*What the task asks:*
In the text on children of divorce and a parent's new baby, what do the parent and stepparent tell the children from the first marriage the baby will bring?

*Text block:*
■ ■ ■ ■ ■

I think a common feeling that kids, even older ones, have when a divorced parent and a new spouse, especially the AP who broke up the marriage - and yes, that is the truth even if it was a very unhappy marriage, that was the coup de gras - have a new baby. I think many children of the first marriage feel they have been "replaced". They were abandoned by your for not only this other woman....but for the baby. It's a happy occurrence for you and your CW....but not necessarily for children of the first marriage. I think the feeling of being replaced - that the new baby has the ideal family, the full family experience that the older children did not have, is totally natural and even common.

If you read about divorce situations like this from the child's point of view, there's a story told enough for it to be a theme. The children from the first marriage are told by the parent and step-parent that the new baby will come with additional responsibilities. They will have to help with childcare and additional home chores. Due to gender norms, this happens more frequently with dad and stepmom and female children who are teens and pre-teens. It probably hits a little harder for the older one who experienced dad leaving mom for stepmom and likely had additional responsibilities with childcare of her sister and helping around the house with her mom.

They're also told that this is their family now, and family means a permanent tie and responsibility. They're asked to put time and emotional and physical energy to the new child. Yet they know another divorce can happen, and it's not really permanent family in any way they can control.

Open communication where you discuss the hard topics and empathy can help in the situation, whether the child feels replaced or used as household help without their consent. That's the reason I'm writing this. It's not to bash or criticize.

■ ■ ■ ■ ■

*Study material:*
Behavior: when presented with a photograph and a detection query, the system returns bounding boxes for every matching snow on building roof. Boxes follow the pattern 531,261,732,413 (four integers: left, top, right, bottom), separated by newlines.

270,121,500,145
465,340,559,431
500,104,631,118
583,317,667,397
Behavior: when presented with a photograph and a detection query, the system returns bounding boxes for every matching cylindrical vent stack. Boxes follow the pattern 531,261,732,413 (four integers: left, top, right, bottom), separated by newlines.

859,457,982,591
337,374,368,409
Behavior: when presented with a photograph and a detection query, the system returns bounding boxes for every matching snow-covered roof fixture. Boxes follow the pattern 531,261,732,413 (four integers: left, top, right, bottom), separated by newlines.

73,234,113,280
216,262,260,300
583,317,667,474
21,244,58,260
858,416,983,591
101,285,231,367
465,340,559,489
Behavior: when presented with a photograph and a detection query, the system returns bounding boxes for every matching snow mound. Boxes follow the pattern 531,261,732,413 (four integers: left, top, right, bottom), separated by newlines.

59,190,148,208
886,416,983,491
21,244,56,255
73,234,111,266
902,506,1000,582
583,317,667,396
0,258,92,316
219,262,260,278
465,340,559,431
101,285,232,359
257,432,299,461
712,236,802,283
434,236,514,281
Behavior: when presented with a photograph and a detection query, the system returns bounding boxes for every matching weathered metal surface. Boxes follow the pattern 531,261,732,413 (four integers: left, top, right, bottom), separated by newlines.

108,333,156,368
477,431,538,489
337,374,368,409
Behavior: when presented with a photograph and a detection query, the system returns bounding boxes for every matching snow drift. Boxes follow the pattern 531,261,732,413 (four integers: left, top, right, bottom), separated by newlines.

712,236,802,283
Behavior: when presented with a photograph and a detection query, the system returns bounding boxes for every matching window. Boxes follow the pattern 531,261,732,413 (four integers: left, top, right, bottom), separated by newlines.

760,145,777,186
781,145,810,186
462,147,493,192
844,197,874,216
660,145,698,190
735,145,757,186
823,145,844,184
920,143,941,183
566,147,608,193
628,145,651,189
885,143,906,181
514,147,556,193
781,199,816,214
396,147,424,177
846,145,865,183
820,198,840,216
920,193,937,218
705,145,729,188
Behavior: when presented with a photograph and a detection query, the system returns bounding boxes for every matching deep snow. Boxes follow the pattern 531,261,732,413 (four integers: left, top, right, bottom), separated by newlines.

■ ■ ■ ■ ■

*Written solution:*
Additional responsibilities: the children will have to help with childcare and additional home chores.